--- Material ---

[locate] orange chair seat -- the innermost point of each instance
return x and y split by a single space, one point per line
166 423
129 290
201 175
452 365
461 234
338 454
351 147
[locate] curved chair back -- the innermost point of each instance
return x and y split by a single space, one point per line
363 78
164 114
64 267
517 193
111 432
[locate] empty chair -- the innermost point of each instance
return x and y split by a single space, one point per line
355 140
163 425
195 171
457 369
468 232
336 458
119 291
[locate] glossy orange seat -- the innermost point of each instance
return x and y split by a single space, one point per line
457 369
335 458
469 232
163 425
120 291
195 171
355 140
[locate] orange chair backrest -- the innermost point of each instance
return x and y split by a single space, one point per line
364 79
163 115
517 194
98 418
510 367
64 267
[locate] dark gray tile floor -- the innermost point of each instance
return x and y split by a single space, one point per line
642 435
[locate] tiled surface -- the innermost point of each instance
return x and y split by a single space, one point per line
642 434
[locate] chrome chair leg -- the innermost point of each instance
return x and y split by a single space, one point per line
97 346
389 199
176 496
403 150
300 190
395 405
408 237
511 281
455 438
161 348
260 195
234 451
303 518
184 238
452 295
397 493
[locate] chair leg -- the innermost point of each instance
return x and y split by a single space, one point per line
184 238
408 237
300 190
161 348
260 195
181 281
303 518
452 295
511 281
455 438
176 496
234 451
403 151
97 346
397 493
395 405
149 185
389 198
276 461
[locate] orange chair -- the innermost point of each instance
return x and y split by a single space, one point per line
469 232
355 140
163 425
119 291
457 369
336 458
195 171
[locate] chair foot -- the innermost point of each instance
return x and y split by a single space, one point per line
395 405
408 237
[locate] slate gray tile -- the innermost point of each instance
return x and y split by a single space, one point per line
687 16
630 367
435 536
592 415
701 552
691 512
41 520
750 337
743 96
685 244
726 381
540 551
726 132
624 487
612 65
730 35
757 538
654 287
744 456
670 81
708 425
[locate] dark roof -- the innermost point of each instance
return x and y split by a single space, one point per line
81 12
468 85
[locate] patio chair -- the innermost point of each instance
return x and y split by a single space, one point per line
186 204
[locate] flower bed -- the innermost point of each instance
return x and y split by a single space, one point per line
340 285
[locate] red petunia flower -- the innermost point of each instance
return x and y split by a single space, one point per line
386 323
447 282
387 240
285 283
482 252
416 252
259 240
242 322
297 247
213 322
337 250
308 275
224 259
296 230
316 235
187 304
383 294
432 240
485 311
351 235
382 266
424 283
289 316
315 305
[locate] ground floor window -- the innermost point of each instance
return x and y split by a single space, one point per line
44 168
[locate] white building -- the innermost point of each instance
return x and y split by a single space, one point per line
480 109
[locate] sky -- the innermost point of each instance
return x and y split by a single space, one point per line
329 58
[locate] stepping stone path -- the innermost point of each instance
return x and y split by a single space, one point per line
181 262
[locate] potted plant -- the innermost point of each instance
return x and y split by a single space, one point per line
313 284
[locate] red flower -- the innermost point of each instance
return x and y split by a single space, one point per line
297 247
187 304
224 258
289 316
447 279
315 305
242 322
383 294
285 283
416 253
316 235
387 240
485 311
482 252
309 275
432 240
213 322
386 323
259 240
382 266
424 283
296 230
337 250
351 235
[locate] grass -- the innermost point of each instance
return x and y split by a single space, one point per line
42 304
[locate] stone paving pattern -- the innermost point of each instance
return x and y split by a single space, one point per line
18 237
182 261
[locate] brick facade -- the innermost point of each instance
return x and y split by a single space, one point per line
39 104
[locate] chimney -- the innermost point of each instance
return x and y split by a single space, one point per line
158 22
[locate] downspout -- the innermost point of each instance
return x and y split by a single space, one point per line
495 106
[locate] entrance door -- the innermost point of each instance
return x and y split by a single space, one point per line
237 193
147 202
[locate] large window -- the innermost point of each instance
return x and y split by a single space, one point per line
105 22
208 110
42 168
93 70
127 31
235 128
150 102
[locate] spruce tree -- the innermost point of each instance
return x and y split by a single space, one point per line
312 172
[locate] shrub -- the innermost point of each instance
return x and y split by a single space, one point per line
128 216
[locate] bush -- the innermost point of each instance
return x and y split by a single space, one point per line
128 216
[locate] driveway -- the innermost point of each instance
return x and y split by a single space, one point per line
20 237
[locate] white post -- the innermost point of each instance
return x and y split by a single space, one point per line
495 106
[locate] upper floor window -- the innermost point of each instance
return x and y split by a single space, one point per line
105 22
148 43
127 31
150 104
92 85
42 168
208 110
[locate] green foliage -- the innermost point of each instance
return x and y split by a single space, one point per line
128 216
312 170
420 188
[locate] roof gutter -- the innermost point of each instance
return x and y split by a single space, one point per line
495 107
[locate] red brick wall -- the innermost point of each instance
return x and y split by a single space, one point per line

---

▶ _Goal_: Take the lines above and print them exactly.

▶ _The output_:
[locate] orange chair seat -- the innermost point of each instance
return x and y split by a single space, one point per line
166 423
129 290
201 175
452 365
461 234
338 454
351 147
[locate] curved chair back -- the innermost point of each instance
return x and y split by a single space, one point per line
363 78
164 114
64 267
517 193
111 432
[locate] empty chair -- the innermost point of each instance
return x and y split by a single space, one point per line
355 140
163 425
195 171
457 369
468 232
336 458
119 291
[locate] glossy orange seat -- the innermost point of each instance
return x and y split by a single space, one point per line
457 369
335 458
469 232
163 425
120 291
195 171
355 140
[locate] orange chair backrest -- the innermost point of each instance
return x and y split by a single space, one point per line
364 79
163 115
517 194
98 418
510 367
64 267
[locate] dark gray tile floor -- the innermost point of each instance
return x and y split by a single space, one point per line
642 435
[locate] tiled surface -- the innermost point of each instance
return x and y split by a single space, one point per line
642 434
[locate] chrome chair leg -- the innermost point of each instance
return x and y split by a single space, one point per line
97 346
389 199
176 496
403 150
300 190
395 405
408 237
511 281
455 438
161 348
260 195
234 451
303 518
184 238
452 295
397 493
[locate] chair leg -- the innermost point of each instance
return x and y split by a single space, one point per line
184 238
408 237
300 190
161 348
260 195
181 281
303 518
452 295
511 281
455 438
176 496
234 451
403 151
97 346
397 493
395 405
149 185
389 198
276 461
[locate] orange chair -- the innermost point of each instance
return x and y split by a single space, one point per line
469 232
355 140
163 425
119 291
457 369
336 458
195 171
[locate] chair foot -- the innermost point of each instance
return x and y split by a single space, one point per line
395 405
408 237
[locate] slate gray tile -- the innermost point of each instance
return x and y split by a single space, one point per line
687 16
630 367
435 536
592 415
701 552
691 512
41 520
750 337
743 96
685 244
726 381
540 551
726 132
624 487
612 65
730 35
757 538
654 287
744 456
670 81
708 425
[locate] dark roof -- the innermost point of each instance
return x and y split by a single space, one point per line
81 12
468 85
[locate] patio chair -- the innermost point of each instance
return x and y split by a single space, one point per line
186 204
[locate] flower bed -- the innermost point of each instance
return x and y split by a single space, one point per line
340 285
[locate] red petunia flower -- the innermost point of each instance
return x and y split by a single space, one point per line
386 323
447 282
387 240
285 283
482 252
416 252
259 240
242 322
297 247
213 322
337 250
308 275
224 259
296 230
316 235
187 304
383 294
432 240
485 311
351 235
382 266
424 283
289 316
315 305
[locate] ground floor window -- the innermost point of each instance
return x and y split by a single space, one point per line
44 168
[locate] white building -- the innermost point of each instance
return x and y split by a single space, one point per line
480 109
[locate] sky -- the innermost point of each instance
return x and y split by a single space, one point per line
329 58
[locate] stepping stone path -- the innermost point of each instance
return x and y split by a single space, one point per line
181 262
[locate] potted plant -- the innermost point of each instance
return x and y split by a single space, one point per line
313 284
[locate] red flower -- the innermost point of each instance
return x and y split by a single space, one point per line
297 247
187 304
224 258
289 316
447 279
315 305
242 322
383 294
285 283
416 253
316 235
387 240
485 311
482 252
309 275
432 240
213 322
386 323
259 240
382 266
424 283
296 230
337 250
351 235
[locate] grass -- the innermost point of each instance
return x and y split by a single space, one point per line
42 304
[locate] stone paving pattern -- the innermost point of each instance
return x and y split by a single space, one point per line
18 237
182 261
[locate] brick facade -- the innermost point of each instance
return x and y split by a single space, one point per line
39 104
[locate] chimney -- the innermost point of each instance
return x and y split by a single space, one point per line
158 22
[locate] downspout -- the innermost point of each instance
return x and y split by a single space, one point per line
495 106
[locate] entrance door -- the innermost point of each instance
return x and y split by a single space, one point per line
237 193
147 202
[locate] large window -- the innermost point of each instance
return x and y split by a single space, one point per line
105 22
208 110
42 168
93 70
127 31
235 128
150 102
[locate] spruce tree -- the innermost point of each instance
return x and y split by a single space, one point per line
312 172
[locate] shrub -- the innermost point of each instance
return x and y split by a single space, one point per line
128 216
[locate] bush -- the innermost point of each instance
return x and y split by a single space, one point per line
128 216
[locate] driveway -- the innermost point of each instance
return x and y split by a single space, one point per line
20 237
[locate] white post -- the innermost point of each instance
return x and y split by a single space, one point per line
495 106
[locate] upper floor window -- the innermost point of each instance
return x and y split by a single space, one point per line
105 22
148 43
127 31
150 104
92 85
42 168
208 110
[locate] green foliage -- the innermost point of each instance
return x and y split by a single space, one point per line
128 216
312 170
420 188
[locate] roof gutter -- the innermost point of each instance
return x and y split by a single space, one point per line
495 107
[locate] red brick wall -- the innermost point of each instance
return x and y split by a single space, one point per line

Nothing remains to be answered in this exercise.